**Stated exercise**
Reproduce the lines of the entries below word for word, starting with the line that contains "of the arched" and stopping after the line that contains "x=284 y=209".
====== Excerpted data ======
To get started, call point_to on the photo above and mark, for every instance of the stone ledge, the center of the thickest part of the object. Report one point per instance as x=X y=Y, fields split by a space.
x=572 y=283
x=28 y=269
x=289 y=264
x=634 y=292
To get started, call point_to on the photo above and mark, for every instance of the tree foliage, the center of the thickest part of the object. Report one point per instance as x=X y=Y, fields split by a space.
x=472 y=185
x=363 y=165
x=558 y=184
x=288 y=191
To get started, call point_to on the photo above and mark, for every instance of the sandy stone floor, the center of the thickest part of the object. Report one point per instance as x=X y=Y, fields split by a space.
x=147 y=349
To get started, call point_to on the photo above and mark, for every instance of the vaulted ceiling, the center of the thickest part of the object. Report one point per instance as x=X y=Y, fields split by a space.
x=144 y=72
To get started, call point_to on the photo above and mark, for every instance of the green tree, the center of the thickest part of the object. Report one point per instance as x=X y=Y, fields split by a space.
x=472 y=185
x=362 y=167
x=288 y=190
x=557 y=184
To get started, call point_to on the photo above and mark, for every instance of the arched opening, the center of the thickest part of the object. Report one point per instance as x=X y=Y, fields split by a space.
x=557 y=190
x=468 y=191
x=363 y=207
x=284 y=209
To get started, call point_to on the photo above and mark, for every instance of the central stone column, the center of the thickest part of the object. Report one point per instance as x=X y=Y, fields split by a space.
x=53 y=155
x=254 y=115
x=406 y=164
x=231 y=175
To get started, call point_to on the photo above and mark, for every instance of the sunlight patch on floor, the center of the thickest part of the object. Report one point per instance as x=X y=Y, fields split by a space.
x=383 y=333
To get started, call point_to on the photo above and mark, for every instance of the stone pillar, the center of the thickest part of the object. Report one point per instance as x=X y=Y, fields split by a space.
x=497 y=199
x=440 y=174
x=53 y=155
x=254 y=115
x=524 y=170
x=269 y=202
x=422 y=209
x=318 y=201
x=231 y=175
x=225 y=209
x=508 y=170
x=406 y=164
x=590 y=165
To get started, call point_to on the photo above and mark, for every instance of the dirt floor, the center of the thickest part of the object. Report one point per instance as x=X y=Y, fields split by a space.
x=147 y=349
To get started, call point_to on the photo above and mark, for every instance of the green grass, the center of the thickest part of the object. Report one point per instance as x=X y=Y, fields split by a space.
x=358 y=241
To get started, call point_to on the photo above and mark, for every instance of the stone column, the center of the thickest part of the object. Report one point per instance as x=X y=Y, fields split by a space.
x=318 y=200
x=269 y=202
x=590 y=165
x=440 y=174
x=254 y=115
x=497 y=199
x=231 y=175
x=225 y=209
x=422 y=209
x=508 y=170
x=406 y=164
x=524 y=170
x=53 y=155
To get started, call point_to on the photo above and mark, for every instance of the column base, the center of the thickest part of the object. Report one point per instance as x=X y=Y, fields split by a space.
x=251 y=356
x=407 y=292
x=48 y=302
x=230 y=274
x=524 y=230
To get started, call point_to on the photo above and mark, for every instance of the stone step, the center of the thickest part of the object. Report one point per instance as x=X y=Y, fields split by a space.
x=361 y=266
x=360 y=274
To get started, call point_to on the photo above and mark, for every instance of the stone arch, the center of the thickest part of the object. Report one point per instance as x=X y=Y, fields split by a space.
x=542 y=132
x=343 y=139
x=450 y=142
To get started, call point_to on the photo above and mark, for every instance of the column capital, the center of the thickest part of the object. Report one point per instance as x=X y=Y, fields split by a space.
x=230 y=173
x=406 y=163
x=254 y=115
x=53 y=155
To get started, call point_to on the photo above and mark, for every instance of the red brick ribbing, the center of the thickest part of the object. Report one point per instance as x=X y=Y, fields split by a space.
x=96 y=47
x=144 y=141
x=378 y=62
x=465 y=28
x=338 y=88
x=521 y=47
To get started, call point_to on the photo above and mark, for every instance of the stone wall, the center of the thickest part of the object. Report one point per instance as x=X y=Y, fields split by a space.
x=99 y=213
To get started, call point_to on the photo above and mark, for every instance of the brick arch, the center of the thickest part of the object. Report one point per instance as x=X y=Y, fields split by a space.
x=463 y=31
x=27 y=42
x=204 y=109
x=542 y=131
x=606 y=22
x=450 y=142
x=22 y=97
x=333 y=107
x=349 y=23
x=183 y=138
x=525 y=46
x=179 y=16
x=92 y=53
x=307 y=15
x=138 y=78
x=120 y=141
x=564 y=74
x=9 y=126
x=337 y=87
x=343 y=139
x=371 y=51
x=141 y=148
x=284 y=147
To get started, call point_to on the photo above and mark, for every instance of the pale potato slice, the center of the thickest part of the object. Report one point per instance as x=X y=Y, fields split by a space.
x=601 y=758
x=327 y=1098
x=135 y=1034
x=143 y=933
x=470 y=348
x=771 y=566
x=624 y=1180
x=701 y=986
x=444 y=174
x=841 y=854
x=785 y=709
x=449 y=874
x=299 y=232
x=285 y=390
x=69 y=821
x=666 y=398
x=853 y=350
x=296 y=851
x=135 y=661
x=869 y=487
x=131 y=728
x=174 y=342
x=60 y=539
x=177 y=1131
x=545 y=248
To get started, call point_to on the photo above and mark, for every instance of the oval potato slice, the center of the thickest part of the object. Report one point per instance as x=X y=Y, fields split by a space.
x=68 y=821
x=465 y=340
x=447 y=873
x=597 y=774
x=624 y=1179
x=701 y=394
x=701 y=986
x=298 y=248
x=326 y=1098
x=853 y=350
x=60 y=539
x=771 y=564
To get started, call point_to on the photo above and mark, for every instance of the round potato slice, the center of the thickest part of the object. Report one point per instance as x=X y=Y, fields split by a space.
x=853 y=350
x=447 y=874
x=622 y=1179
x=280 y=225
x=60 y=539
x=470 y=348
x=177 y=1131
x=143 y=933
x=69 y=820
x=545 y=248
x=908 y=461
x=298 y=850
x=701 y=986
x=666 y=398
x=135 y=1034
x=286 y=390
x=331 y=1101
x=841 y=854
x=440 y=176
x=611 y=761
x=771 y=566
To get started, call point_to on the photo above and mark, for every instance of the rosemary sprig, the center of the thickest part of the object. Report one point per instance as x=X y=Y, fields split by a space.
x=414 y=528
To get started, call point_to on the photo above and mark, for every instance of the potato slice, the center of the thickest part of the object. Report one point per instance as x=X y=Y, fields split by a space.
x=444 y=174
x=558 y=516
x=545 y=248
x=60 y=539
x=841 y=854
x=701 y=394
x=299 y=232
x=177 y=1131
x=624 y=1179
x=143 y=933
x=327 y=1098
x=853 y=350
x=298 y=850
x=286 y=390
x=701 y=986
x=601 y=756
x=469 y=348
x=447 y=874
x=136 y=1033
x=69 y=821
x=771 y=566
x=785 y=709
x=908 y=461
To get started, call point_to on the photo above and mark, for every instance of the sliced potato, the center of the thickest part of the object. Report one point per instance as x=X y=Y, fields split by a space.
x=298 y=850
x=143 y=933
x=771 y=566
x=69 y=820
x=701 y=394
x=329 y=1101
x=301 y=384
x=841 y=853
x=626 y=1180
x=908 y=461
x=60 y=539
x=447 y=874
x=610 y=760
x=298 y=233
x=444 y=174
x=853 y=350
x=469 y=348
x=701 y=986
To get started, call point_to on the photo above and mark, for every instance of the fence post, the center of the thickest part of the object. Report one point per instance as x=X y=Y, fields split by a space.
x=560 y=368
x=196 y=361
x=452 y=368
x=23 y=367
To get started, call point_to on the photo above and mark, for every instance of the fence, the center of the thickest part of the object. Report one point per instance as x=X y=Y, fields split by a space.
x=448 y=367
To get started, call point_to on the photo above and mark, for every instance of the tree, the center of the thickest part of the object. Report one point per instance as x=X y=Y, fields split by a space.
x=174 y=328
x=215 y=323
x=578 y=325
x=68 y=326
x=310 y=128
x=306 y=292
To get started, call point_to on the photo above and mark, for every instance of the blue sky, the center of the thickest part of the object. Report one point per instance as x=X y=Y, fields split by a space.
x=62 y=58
======
**Full output**
To get started, call point_to on the photo above and mark, for every instance of the arched opening, the center of the thickest part of the object. Report one point per instance as x=X y=Y, fields split by a space.
x=557 y=190
x=468 y=191
x=363 y=207
x=284 y=209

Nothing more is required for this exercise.